[[ DATA PROVIDED, beginning ]]

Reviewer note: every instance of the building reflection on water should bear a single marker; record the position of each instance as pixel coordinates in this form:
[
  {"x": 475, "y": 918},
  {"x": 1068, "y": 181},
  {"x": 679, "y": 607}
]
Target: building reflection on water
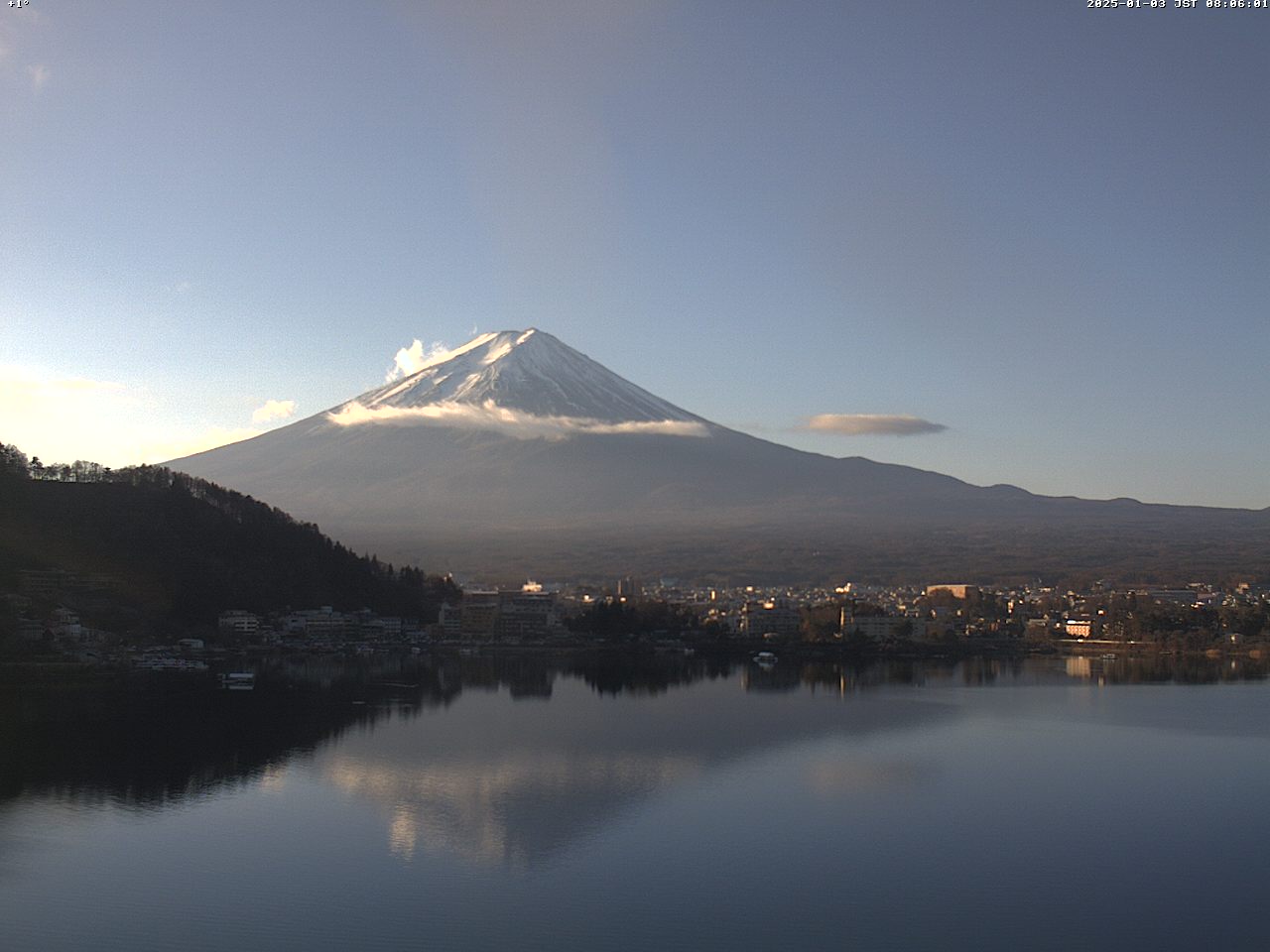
[{"x": 421, "y": 743}]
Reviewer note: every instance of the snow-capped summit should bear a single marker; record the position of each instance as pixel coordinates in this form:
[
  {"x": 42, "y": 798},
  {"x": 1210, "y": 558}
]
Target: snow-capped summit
[
  {"x": 526, "y": 372},
  {"x": 515, "y": 453}
]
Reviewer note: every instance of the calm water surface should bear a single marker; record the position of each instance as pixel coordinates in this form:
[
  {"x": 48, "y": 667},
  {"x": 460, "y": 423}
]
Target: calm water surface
[{"x": 485, "y": 803}]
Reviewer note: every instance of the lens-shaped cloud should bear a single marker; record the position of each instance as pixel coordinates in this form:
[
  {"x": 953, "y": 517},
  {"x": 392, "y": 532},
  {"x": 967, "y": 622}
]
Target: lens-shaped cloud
[{"x": 871, "y": 424}]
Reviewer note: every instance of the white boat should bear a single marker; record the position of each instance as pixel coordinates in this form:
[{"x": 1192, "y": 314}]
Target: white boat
[{"x": 238, "y": 680}]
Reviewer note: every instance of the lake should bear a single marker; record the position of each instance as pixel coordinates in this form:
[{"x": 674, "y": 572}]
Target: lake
[{"x": 676, "y": 803}]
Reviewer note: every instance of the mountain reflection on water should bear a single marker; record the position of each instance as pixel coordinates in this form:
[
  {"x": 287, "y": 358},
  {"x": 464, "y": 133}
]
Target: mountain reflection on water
[
  {"x": 616, "y": 802},
  {"x": 149, "y": 740}
]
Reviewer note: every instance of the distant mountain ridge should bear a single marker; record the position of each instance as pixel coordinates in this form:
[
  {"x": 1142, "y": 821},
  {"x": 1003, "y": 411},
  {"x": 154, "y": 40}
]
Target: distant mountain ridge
[{"x": 516, "y": 453}]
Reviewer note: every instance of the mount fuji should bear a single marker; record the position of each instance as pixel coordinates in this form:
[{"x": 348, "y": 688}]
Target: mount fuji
[{"x": 517, "y": 454}]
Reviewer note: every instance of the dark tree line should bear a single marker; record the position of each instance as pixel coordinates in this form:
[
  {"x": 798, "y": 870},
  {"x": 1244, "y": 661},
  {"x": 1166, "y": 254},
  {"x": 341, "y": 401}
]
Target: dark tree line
[{"x": 189, "y": 548}]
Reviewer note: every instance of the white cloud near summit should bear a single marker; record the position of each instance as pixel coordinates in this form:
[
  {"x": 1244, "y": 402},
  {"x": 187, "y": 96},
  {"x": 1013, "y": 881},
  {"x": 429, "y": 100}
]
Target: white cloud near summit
[
  {"x": 414, "y": 358},
  {"x": 871, "y": 424},
  {"x": 273, "y": 411},
  {"x": 513, "y": 422}
]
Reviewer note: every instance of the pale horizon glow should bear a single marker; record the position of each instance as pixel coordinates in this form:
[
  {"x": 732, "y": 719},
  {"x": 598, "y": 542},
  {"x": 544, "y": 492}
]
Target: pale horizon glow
[{"x": 760, "y": 216}]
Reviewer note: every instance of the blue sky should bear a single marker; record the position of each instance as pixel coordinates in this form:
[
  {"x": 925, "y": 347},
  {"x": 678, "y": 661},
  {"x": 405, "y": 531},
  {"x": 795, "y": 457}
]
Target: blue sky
[{"x": 1043, "y": 226}]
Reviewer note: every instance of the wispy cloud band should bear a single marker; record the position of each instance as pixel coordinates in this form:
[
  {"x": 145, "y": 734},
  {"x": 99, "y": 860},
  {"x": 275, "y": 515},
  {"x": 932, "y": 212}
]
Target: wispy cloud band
[
  {"x": 871, "y": 424},
  {"x": 515, "y": 422}
]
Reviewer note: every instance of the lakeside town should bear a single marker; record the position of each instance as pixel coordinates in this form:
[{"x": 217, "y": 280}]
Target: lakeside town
[{"x": 51, "y": 616}]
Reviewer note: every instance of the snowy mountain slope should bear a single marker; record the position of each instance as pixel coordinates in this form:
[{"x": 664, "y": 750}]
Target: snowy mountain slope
[{"x": 530, "y": 372}]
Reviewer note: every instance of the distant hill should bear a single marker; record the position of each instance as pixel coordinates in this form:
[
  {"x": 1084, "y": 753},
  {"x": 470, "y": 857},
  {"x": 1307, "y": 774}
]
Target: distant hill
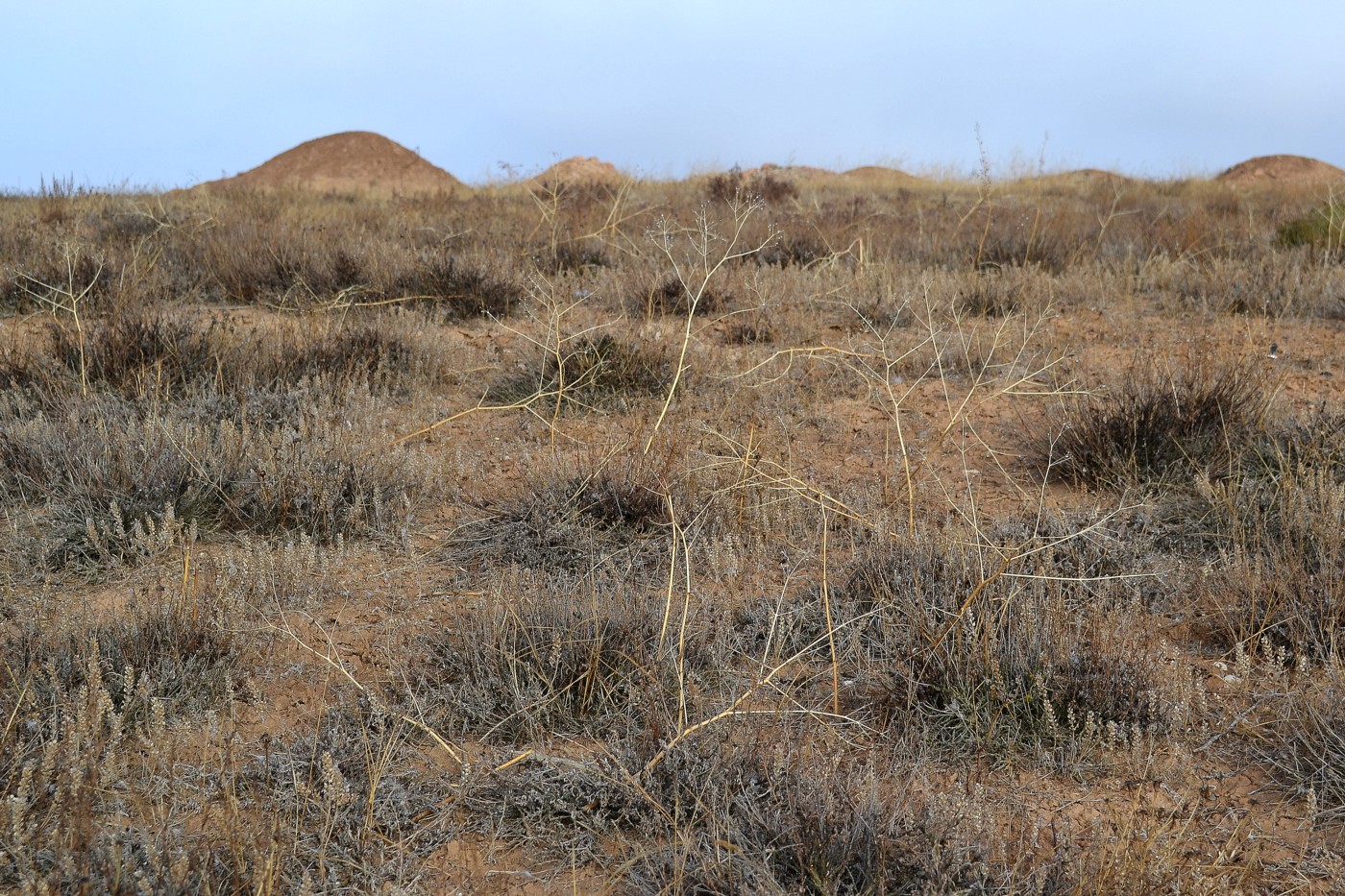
[
  {"x": 355, "y": 161},
  {"x": 880, "y": 177},
  {"x": 580, "y": 170},
  {"x": 1287, "y": 170}
]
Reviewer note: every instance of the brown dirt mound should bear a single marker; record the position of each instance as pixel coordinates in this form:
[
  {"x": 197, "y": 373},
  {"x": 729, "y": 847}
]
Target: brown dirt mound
[
  {"x": 581, "y": 170},
  {"x": 877, "y": 175},
  {"x": 1282, "y": 170},
  {"x": 1078, "y": 180},
  {"x": 355, "y": 161}
]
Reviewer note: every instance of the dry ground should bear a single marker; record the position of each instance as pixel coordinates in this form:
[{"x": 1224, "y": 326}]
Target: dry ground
[{"x": 736, "y": 536}]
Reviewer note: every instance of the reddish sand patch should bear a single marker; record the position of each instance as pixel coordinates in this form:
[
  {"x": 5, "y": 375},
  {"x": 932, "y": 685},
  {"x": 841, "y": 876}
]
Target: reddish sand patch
[
  {"x": 878, "y": 175},
  {"x": 581, "y": 170},
  {"x": 1286, "y": 170},
  {"x": 355, "y": 161}
]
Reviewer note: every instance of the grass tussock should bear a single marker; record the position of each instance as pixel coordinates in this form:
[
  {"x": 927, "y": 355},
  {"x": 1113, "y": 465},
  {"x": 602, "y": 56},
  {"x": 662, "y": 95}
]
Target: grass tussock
[
  {"x": 594, "y": 373},
  {"x": 1162, "y": 425}
]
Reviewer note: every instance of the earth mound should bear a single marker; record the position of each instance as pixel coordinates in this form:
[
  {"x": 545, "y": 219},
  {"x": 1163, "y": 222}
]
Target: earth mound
[
  {"x": 1078, "y": 180},
  {"x": 353, "y": 161},
  {"x": 878, "y": 175},
  {"x": 1282, "y": 170},
  {"x": 580, "y": 170}
]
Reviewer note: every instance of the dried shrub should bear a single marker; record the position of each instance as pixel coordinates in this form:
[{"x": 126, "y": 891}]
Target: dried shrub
[
  {"x": 592, "y": 373},
  {"x": 1161, "y": 425}
]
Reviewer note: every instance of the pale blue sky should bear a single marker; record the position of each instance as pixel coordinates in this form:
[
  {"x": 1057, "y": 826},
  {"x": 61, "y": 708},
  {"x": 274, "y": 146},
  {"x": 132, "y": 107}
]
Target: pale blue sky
[{"x": 170, "y": 93}]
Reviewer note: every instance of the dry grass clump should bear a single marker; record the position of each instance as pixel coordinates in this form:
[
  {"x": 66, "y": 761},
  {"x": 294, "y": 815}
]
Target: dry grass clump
[
  {"x": 358, "y": 811},
  {"x": 86, "y": 736},
  {"x": 1029, "y": 644},
  {"x": 569, "y": 658},
  {"x": 105, "y": 490},
  {"x": 670, "y": 296},
  {"x": 591, "y": 373},
  {"x": 1308, "y": 751},
  {"x": 1161, "y": 425},
  {"x": 1277, "y": 523},
  {"x": 1322, "y": 230}
]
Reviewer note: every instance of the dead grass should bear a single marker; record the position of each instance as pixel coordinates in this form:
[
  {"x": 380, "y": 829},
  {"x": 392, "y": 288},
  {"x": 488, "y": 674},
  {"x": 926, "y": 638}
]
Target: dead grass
[{"x": 601, "y": 539}]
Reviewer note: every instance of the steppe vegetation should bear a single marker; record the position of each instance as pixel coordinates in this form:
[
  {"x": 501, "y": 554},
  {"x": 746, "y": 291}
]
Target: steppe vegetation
[{"x": 730, "y": 536}]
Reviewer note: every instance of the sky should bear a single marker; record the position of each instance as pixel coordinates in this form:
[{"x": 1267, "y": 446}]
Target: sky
[{"x": 167, "y": 93}]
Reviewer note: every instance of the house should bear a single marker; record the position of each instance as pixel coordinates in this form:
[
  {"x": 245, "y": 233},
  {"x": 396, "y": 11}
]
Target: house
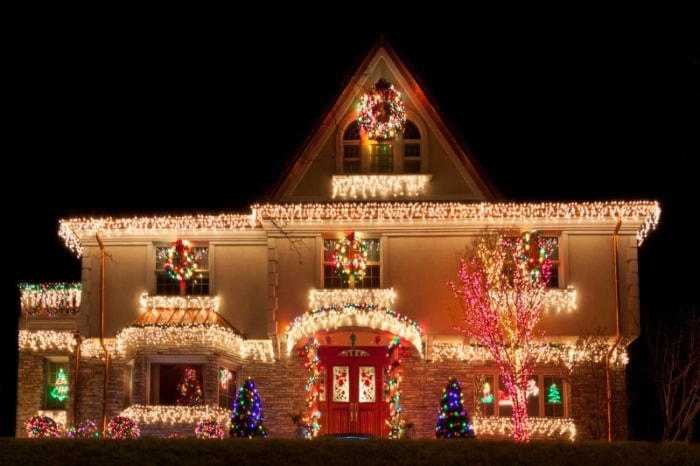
[{"x": 333, "y": 296}]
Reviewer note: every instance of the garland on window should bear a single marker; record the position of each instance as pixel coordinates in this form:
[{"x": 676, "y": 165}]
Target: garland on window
[
  {"x": 532, "y": 252},
  {"x": 181, "y": 262},
  {"x": 381, "y": 111},
  {"x": 350, "y": 256}
]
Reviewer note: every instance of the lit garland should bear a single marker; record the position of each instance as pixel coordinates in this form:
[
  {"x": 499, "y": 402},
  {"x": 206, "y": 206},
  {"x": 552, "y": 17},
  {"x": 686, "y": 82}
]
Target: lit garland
[
  {"x": 310, "y": 421},
  {"x": 541, "y": 427},
  {"x": 645, "y": 213},
  {"x": 84, "y": 430},
  {"x": 371, "y": 186},
  {"x": 381, "y": 111},
  {"x": 122, "y": 427},
  {"x": 350, "y": 256},
  {"x": 204, "y": 303},
  {"x": 208, "y": 429},
  {"x": 350, "y": 315},
  {"x": 176, "y": 415},
  {"x": 392, "y": 390},
  {"x": 570, "y": 356},
  {"x": 51, "y": 299},
  {"x": 532, "y": 252},
  {"x": 325, "y": 297},
  {"x": 41, "y": 427}
]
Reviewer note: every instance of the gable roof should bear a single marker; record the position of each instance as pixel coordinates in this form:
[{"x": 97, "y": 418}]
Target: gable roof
[{"x": 382, "y": 61}]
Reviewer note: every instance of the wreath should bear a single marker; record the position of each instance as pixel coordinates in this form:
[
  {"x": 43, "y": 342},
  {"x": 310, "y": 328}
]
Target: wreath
[
  {"x": 181, "y": 261},
  {"x": 350, "y": 256},
  {"x": 381, "y": 111}
]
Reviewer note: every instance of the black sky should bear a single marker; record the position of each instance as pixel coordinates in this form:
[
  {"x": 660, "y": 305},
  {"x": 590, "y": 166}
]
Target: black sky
[{"x": 190, "y": 112}]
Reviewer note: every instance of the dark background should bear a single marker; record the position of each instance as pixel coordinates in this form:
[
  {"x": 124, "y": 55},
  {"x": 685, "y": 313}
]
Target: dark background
[{"x": 117, "y": 113}]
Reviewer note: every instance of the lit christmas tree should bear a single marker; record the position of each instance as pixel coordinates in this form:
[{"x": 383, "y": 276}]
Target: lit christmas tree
[
  {"x": 453, "y": 421},
  {"x": 247, "y": 418},
  {"x": 60, "y": 390},
  {"x": 190, "y": 390},
  {"x": 553, "y": 396}
]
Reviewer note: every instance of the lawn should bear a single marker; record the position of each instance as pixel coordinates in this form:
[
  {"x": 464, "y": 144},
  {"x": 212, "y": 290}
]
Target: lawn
[{"x": 340, "y": 452}]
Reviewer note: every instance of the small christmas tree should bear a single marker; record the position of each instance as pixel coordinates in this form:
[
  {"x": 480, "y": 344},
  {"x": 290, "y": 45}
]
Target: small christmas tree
[
  {"x": 553, "y": 396},
  {"x": 246, "y": 417},
  {"x": 190, "y": 390},
  {"x": 453, "y": 421}
]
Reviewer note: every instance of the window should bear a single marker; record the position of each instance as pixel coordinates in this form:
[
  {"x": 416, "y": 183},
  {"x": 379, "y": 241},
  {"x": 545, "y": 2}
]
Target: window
[
  {"x": 381, "y": 157},
  {"x": 333, "y": 279},
  {"x": 177, "y": 384},
  {"x": 536, "y": 241},
  {"x": 545, "y": 396},
  {"x": 351, "y": 149},
  {"x": 55, "y": 387},
  {"x": 227, "y": 387},
  {"x": 412, "y": 152},
  {"x": 197, "y": 285},
  {"x": 382, "y": 152}
]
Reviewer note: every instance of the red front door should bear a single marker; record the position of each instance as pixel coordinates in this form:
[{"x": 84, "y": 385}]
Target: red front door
[{"x": 354, "y": 387}]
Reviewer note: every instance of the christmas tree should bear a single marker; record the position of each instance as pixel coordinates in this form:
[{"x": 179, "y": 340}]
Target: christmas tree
[
  {"x": 453, "y": 421},
  {"x": 190, "y": 390},
  {"x": 554, "y": 396},
  {"x": 247, "y": 418}
]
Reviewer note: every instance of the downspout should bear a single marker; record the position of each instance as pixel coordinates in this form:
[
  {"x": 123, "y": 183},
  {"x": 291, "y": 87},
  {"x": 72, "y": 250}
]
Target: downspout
[
  {"x": 618, "y": 334},
  {"x": 78, "y": 342},
  {"x": 102, "y": 331}
]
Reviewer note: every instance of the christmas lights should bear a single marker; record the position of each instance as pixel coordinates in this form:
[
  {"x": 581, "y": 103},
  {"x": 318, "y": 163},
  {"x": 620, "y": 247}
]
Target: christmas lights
[
  {"x": 373, "y": 186},
  {"x": 646, "y": 213}
]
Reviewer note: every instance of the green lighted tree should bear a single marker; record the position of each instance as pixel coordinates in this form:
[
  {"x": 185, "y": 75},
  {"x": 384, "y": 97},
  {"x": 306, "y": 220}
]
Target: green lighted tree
[
  {"x": 190, "y": 390},
  {"x": 246, "y": 417},
  {"x": 553, "y": 395},
  {"x": 453, "y": 421}
]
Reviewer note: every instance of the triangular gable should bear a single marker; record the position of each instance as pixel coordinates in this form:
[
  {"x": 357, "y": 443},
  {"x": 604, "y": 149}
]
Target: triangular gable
[{"x": 449, "y": 171}]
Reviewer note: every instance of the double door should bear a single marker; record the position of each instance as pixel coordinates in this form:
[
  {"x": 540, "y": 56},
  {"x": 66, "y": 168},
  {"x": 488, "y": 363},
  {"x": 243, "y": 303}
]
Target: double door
[{"x": 353, "y": 391}]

[[ DATA PROVIDED, end ]]

TASK REQUIREMENTS – Print out the entries above word for word from the first line to the line containing "Reviewer note: every instance of the mountain", both included, omitting the pictures.

RESPONSE TO THIS EXERCISE –
Reviewer note: every instance of the building reflection on water should bear a single marker; record the position of each instance as pixel coordinates in this form:
[
  {"x": 475, "y": 918},
  {"x": 1068, "y": 181},
  {"x": 679, "y": 607}
]
Target: building reflection on water
[{"x": 421, "y": 743}]
Reviewer note: every instance of the snow-capped summit should bear a single marker; record the position of each instance as pixel coordinates in this form:
[
  {"x": 42, "y": 798},
  {"x": 1210, "y": 558}
]
Target: snow-capped summit
[
  {"x": 526, "y": 372},
  {"x": 515, "y": 453}
]
Reviewer note: every instance of the calm water surface should bear a single marker; record the position of each instance as pixel coordinates in this form:
[
  {"x": 48, "y": 667},
  {"x": 460, "y": 423}
]
Target: calm water surface
[{"x": 485, "y": 803}]
Reviewer note: every instance of the lens-shaped cloud should bear a single marker; record the position of each instance as pixel coordinates in this form:
[
  {"x": 953, "y": 517},
  {"x": 392, "y": 532},
  {"x": 967, "y": 622}
]
Target: lens-shaped cloud
[{"x": 871, "y": 424}]
Reviewer note: every instance of the white boat should bear a single marker; record the position of each instance as pixel coordinates in this form:
[{"x": 1192, "y": 314}]
Target: white boat
[{"x": 238, "y": 680}]
Reviewer note: every instance of the lake should bear a single marker; record the position of each instance as pixel coordinates in this form:
[{"x": 674, "y": 572}]
Target: lake
[{"x": 676, "y": 803}]
Reviewer note: every instance of the mountain reflection on water should bear a single marker; record the position of each instance as pixel coordinates in this form:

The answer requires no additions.